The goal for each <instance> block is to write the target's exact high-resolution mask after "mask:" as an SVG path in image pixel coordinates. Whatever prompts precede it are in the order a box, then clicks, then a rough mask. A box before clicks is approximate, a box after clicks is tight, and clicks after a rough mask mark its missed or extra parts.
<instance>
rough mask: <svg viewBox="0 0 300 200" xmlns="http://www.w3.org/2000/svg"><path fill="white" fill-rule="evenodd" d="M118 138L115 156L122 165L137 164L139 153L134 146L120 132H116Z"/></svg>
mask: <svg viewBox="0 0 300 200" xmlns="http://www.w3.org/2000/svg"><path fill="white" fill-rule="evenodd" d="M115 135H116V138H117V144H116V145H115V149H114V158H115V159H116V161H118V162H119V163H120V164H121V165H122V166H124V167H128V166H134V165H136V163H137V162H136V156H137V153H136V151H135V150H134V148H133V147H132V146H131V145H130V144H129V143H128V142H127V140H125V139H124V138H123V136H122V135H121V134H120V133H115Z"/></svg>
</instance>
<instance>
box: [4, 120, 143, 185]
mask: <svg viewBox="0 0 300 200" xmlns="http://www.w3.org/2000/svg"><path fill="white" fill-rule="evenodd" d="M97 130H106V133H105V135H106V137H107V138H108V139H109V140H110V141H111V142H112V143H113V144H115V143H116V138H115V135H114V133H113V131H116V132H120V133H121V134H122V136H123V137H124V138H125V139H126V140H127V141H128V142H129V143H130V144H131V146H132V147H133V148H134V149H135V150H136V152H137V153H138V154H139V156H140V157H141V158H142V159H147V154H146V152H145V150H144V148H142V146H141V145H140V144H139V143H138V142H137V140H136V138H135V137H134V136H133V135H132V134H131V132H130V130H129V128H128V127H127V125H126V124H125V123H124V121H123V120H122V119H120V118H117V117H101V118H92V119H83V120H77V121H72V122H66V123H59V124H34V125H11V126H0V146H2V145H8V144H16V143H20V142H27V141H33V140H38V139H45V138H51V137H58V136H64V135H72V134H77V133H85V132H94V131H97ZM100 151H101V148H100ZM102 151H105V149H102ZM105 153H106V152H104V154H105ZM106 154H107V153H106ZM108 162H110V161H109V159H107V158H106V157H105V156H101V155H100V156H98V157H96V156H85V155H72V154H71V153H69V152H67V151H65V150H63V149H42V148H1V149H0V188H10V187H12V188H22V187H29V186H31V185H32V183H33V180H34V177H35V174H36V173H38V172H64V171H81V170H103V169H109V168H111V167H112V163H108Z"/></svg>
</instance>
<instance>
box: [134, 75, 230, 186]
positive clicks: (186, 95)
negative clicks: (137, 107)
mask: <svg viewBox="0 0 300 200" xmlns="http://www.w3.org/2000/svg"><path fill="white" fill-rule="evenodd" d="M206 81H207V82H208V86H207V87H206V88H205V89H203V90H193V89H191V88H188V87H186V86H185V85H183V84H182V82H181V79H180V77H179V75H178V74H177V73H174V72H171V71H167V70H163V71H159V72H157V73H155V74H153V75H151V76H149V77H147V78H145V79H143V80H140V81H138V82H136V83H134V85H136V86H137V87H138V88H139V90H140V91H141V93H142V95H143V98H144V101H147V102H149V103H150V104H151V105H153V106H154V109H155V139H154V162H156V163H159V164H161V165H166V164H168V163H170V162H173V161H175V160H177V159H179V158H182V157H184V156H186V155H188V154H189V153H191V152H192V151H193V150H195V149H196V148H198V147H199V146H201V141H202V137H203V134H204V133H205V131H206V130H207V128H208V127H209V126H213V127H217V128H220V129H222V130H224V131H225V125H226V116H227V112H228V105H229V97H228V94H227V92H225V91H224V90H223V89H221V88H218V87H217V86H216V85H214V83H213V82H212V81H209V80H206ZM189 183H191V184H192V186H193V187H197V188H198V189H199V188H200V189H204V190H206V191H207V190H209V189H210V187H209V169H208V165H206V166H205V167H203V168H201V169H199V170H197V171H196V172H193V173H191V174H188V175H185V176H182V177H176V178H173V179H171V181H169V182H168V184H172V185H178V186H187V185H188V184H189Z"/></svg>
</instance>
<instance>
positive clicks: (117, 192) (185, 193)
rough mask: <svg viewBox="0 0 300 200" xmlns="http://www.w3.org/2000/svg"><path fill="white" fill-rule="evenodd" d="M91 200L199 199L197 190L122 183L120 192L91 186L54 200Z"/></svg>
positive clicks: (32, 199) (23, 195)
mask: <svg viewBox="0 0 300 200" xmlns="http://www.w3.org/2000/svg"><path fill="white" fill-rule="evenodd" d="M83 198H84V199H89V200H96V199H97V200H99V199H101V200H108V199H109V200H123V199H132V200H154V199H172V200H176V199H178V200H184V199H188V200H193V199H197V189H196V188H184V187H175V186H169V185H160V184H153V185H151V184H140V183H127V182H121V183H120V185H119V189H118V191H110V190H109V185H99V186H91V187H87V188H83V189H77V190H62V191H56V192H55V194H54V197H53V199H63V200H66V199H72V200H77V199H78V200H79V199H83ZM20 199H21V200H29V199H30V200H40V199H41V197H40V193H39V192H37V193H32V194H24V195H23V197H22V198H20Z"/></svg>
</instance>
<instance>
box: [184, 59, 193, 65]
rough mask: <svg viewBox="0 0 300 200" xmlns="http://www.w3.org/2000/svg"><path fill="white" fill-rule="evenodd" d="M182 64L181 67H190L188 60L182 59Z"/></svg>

[What the task requires] Type out the full listing again, exactly as given.

[Exercise answer]
The goal for each <instance> block is to write the target's exact high-resolution mask after "mask:" as an SVG path in image pixel coordinates. Whatever prompts precede it are in the order a box, then clicks, then a rough mask. A box before clicks is approximate, a box after clicks is tight, and clicks after a rough mask mark its missed or extra parts.
<instance>
rough mask: <svg viewBox="0 0 300 200" xmlns="http://www.w3.org/2000/svg"><path fill="white" fill-rule="evenodd" d="M118 138L115 156L122 165L137 164L139 153L134 146L120 132H116Z"/></svg>
mask: <svg viewBox="0 0 300 200" xmlns="http://www.w3.org/2000/svg"><path fill="white" fill-rule="evenodd" d="M115 135H116V138H117V144H116V145H115V149H114V158H115V159H116V161H118V162H119V163H120V164H121V165H122V166H124V167H128V166H134V165H136V163H137V162H136V156H137V153H136V151H135V150H134V148H133V147H132V146H131V145H130V144H129V143H128V142H127V140H125V139H124V138H123V136H122V135H121V134H120V133H115Z"/></svg>
</instance>
<instance>
box: [4, 120, 143, 185]
mask: <svg viewBox="0 0 300 200" xmlns="http://www.w3.org/2000/svg"><path fill="white" fill-rule="evenodd" d="M97 130H106V133H105V135H106V137H107V138H108V139H109V140H110V141H111V142H112V143H113V144H115V143H116V138H115V135H114V133H113V131H116V132H120V133H121V134H122V136H123V137H124V138H125V139H126V140H127V141H128V142H129V143H130V144H131V146H132V147H133V148H134V149H135V150H136V152H137V153H138V154H139V156H140V157H141V158H142V159H147V154H146V152H145V150H144V148H142V146H141V145H140V144H139V143H138V142H137V140H136V138H135V137H134V136H133V135H132V134H131V132H130V130H129V128H128V127H127V125H126V124H125V123H124V121H123V120H122V119H120V118H117V117H101V118H92V119H83V120H77V121H72V122H66V123H59V124H34V125H11V126H0V146H2V145H8V144H16V143H20V142H27V141H33V140H38V139H45V138H51V137H58V136H64V135H72V134H77V133H85V132H94V131H97ZM100 151H101V148H100ZM102 151H105V149H102ZM105 153H106V152H104V154H105ZM106 154H107V153H106ZM108 162H110V161H109V159H107V158H106V157H105V156H101V155H100V156H98V157H96V156H85V155H72V154H71V153H69V152H67V151H65V150H63V149H42V148H1V149H0V188H10V187H12V188H22V187H29V186H31V185H32V183H33V180H34V177H35V174H36V173H38V172H64V171H81V170H103V169H109V168H111V167H112V163H108Z"/></svg>
</instance>
<instance>
box: [134, 75, 230, 186]
positive clicks: (186, 95)
negative clicks: (137, 107)
mask: <svg viewBox="0 0 300 200" xmlns="http://www.w3.org/2000/svg"><path fill="white" fill-rule="evenodd" d="M206 81H207V82H208V86H207V87H206V88H205V89H203V90H193V89H191V88H188V87H186V86H185V85H183V84H182V82H181V79H180V77H179V75H178V74H177V73H174V72H171V71H167V70H163V71H159V72H157V73H155V74H153V75H151V76H149V77H147V78H145V79H143V80H140V81H138V82H136V83H134V85H136V86H137V87H138V88H139V90H140V91H141V93H142V95H143V98H144V101H147V102H149V103H150V104H151V105H153V106H154V109H155V139H154V162H156V163H159V164H161V165H166V164H168V163H170V162H173V161H175V160H177V159H179V158H182V157H184V156H186V155H188V154H189V153H191V152H192V151H193V150H195V149H196V148H198V147H199V146H201V141H202V137H203V134H204V133H205V131H206V130H207V128H208V127H209V126H213V127H217V128H220V129H222V130H224V131H225V125H226V116H227V112H228V105H229V97H228V94H227V92H225V91H224V90H223V89H221V88H218V87H217V86H216V85H214V83H213V82H212V81H209V80H206ZM189 183H191V184H192V186H193V187H197V188H198V189H199V188H200V189H204V190H206V191H207V190H209V189H210V187H209V169H208V165H206V166H205V167H203V168H201V169H199V170H197V171H196V172H193V173H191V174H188V175H185V176H182V177H176V178H173V179H171V181H169V182H168V184H172V185H178V186H187V185H188V184H189Z"/></svg>
</instance>
<instance>
positive clicks: (117, 192) (185, 193)
rough mask: <svg viewBox="0 0 300 200" xmlns="http://www.w3.org/2000/svg"><path fill="white" fill-rule="evenodd" d="M91 200L199 199L197 190L122 183L120 192L91 186L54 200Z"/></svg>
positive clicks: (32, 199) (23, 195)
mask: <svg viewBox="0 0 300 200" xmlns="http://www.w3.org/2000/svg"><path fill="white" fill-rule="evenodd" d="M83 198H84V199H89V200H96V199H97V200H99V199H101V200H108V199H109V200H123V199H132V200H154V199H172V200H176V199H178V200H184V199H188V200H193V199H197V189H196V188H184V187H175V186H169V185H160V184H153V185H151V184H140V183H127V182H121V183H120V185H119V189H118V191H110V190H109V185H99V186H91V187H87V188H83V189H77V190H62V191H56V192H55V194H54V197H53V199H63V200H66V199H72V200H77V199H78V200H79V199H83ZM20 199H21V200H29V199H30V200H40V199H41V197H40V193H39V192H37V193H32V194H24V195H23V197H22V198H20Z"/></svg>
</instance>
<instance>
box: [184, 59, 193, 65]
rough mask: <svg viewBox="0 0 300 200" xmlns="http://www.w3.org/2000/svg"><path fill="white" fill-rule="evenodd" d="M182 64L181 67H190L188 60L182 59Z"/></svg>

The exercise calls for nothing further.